Work to be completed => The answer must consist of every line from the data that holds the string "below".

[Stored data entries]
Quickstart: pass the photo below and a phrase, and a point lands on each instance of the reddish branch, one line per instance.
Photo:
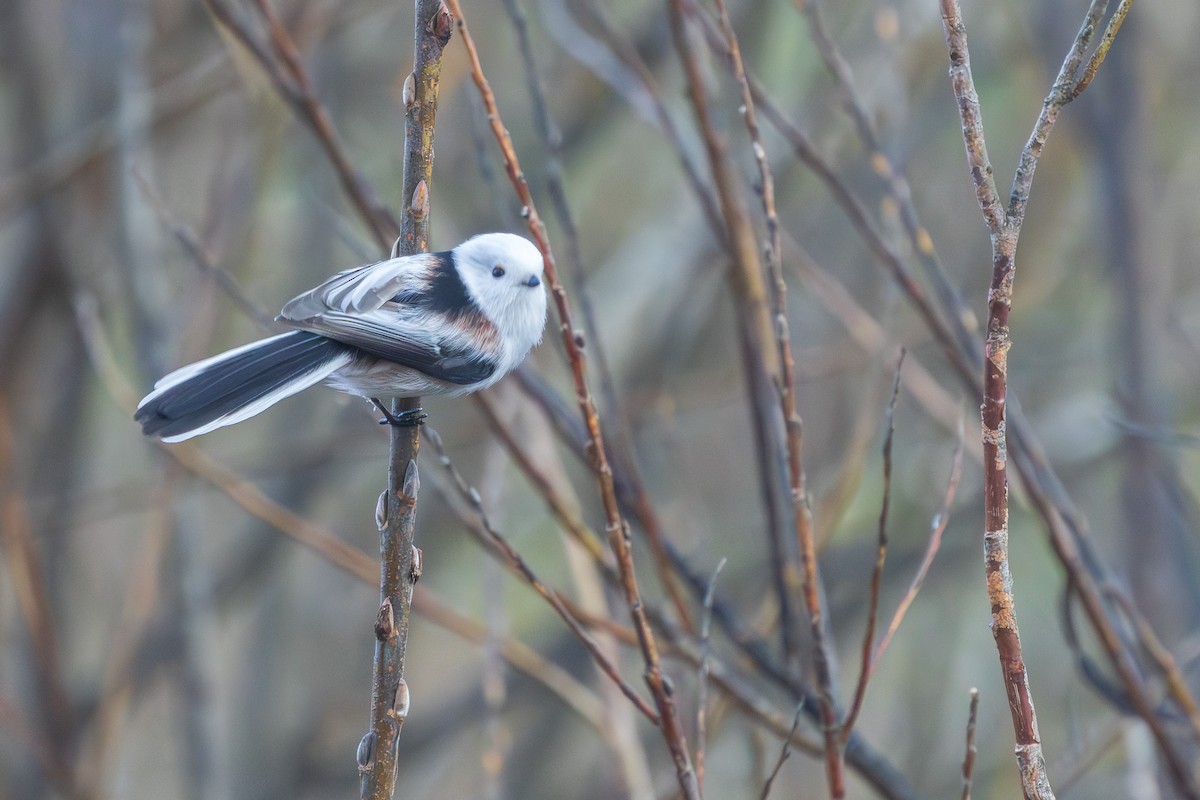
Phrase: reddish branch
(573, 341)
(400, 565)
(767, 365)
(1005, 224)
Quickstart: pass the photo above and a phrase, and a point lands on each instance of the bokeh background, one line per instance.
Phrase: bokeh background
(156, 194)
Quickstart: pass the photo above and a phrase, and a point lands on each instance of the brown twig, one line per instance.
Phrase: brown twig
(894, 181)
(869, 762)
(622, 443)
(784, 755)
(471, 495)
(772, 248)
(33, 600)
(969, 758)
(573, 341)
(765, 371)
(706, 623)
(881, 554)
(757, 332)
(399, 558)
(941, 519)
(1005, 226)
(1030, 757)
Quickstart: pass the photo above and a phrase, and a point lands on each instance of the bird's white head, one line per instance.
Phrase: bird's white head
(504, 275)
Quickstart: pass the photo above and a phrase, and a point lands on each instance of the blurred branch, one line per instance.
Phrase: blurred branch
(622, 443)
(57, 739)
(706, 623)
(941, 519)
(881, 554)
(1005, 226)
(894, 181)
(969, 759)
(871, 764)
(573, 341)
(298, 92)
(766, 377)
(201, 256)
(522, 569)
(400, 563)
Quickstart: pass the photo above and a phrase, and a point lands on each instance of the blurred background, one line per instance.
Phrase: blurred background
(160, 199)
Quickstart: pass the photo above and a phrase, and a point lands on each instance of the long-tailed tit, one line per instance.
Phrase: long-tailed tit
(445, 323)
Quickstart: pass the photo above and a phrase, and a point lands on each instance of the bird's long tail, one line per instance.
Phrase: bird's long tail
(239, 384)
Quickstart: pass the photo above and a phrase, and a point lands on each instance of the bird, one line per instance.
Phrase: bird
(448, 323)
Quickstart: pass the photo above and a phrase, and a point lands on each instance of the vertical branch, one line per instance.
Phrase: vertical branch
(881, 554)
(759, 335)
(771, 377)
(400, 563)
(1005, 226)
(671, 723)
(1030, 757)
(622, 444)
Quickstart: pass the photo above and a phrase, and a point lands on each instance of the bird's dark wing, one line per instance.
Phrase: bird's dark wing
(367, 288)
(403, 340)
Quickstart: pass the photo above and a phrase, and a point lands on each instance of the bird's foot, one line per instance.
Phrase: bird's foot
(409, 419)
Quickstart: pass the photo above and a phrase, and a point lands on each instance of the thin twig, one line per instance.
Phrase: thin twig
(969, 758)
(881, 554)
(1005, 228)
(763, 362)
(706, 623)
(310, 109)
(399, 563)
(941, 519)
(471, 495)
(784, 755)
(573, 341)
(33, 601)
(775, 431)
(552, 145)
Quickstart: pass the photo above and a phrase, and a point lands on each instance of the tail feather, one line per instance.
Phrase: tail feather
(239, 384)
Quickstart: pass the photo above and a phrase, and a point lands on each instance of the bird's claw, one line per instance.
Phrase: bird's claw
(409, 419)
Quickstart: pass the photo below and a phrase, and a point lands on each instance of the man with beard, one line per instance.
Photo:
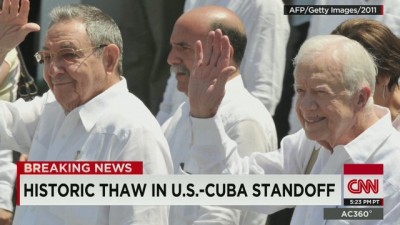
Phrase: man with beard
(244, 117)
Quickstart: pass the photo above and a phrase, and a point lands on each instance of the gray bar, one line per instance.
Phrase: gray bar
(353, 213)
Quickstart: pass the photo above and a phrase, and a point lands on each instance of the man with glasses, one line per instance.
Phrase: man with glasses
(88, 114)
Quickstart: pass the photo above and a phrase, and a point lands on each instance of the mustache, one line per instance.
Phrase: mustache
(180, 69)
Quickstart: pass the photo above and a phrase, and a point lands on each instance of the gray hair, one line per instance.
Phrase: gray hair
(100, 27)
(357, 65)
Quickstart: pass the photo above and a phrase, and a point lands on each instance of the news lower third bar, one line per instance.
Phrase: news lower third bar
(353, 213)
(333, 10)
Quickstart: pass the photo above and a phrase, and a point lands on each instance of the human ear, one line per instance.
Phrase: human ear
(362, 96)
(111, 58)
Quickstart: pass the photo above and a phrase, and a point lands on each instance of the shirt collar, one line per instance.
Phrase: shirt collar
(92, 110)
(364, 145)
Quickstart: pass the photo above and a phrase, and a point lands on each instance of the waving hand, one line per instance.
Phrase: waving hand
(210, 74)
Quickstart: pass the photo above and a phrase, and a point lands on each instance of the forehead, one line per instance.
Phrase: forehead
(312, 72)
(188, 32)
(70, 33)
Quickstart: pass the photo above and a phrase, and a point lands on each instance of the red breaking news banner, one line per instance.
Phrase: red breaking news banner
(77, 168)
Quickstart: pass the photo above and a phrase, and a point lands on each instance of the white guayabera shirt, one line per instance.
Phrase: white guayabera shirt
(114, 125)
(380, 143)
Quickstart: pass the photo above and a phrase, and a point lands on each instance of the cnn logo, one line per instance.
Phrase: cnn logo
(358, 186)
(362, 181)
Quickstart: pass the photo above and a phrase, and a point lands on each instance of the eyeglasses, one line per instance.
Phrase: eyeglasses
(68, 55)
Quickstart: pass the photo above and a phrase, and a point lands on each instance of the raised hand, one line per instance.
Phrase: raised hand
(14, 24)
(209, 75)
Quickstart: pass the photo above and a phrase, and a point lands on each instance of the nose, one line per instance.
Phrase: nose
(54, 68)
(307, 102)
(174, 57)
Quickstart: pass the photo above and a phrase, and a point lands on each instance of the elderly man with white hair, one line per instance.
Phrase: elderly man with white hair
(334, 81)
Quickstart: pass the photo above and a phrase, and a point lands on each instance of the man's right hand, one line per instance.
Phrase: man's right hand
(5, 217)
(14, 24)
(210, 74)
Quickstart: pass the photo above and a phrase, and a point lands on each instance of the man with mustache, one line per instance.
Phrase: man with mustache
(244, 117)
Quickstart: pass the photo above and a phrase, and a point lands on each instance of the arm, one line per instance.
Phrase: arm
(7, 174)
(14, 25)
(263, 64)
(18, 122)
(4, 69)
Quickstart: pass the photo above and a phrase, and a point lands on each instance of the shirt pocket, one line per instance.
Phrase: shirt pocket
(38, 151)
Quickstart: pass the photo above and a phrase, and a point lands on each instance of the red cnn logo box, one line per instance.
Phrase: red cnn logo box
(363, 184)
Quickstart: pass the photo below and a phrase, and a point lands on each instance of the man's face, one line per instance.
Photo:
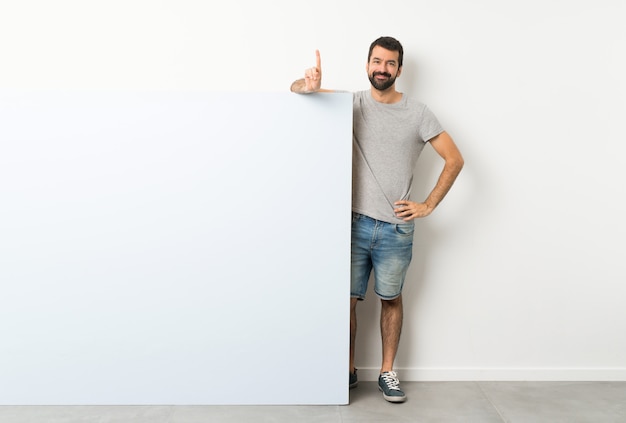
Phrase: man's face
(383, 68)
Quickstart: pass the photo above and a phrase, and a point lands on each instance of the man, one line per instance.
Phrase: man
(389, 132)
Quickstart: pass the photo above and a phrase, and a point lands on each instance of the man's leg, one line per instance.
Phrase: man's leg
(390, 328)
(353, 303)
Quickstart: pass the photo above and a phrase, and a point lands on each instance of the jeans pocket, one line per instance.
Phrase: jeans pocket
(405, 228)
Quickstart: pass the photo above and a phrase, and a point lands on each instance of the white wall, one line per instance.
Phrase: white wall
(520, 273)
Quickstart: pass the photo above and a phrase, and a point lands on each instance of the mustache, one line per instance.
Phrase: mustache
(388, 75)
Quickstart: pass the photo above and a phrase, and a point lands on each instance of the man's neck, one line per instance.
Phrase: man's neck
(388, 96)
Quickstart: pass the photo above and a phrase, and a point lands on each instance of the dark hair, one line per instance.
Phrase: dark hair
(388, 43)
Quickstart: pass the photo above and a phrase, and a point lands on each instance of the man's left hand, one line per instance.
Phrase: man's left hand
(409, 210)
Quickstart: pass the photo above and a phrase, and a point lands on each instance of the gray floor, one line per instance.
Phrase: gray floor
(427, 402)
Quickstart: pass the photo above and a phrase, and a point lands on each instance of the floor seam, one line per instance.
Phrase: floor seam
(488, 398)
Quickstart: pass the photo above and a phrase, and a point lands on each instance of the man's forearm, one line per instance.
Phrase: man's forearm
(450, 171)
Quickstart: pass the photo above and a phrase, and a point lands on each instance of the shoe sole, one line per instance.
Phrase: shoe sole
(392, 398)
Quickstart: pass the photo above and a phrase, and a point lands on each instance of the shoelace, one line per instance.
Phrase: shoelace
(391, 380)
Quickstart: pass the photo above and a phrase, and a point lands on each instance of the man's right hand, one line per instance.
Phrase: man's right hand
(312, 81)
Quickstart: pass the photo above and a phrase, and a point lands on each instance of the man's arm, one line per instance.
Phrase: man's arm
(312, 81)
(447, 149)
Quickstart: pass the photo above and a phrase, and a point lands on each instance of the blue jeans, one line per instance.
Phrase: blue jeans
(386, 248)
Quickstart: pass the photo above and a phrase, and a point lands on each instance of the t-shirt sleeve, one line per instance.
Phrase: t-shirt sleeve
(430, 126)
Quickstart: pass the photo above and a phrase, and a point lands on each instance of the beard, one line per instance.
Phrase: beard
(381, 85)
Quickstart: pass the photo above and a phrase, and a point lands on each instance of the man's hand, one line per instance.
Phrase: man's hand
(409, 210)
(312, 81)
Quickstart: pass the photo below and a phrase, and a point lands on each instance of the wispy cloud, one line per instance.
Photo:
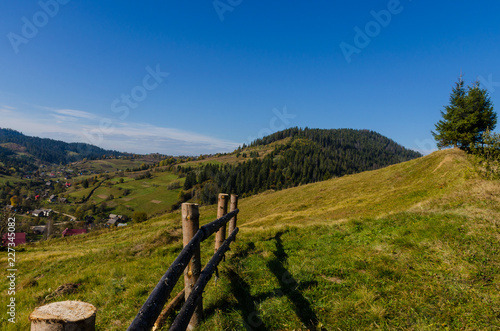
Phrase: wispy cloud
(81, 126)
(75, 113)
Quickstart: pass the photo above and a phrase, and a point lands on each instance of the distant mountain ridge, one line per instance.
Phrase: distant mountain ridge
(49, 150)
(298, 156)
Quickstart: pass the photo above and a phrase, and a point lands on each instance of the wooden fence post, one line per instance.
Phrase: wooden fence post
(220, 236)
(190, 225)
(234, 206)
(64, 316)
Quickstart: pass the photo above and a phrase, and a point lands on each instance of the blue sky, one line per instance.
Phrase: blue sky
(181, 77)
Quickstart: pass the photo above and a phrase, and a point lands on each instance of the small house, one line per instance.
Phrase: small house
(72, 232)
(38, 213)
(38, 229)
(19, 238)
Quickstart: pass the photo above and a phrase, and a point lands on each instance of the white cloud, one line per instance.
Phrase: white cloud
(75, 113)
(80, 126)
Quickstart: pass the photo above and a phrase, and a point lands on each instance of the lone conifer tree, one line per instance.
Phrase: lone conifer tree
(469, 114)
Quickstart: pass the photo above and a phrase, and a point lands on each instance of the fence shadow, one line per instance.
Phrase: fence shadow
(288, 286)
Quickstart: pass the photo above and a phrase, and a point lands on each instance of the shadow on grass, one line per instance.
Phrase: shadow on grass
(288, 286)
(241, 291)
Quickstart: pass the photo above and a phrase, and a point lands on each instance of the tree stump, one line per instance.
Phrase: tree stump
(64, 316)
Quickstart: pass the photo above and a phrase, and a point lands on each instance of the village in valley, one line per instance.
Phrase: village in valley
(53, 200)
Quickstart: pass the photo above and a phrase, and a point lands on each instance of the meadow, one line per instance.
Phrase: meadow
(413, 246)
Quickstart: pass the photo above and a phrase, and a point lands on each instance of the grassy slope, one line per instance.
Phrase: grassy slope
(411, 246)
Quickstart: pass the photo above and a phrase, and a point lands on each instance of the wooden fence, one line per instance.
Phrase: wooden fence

Completed exercise =>
Quickstart: pass the photo below and a phrase, and a point lands on each instance of the reddish branch, one line per instance.
Quickstart: pass the photo below and a phrase, and a point lands on each instance of the man with beard, one line per instance.
Quickstart: pass the photo below and a phrase, and a point lands on each instance of the man's face, one line per instance.
Quickstart: pass the photo below and a phrase, and a point lands on each instance of the wispy cloud, one line per instance.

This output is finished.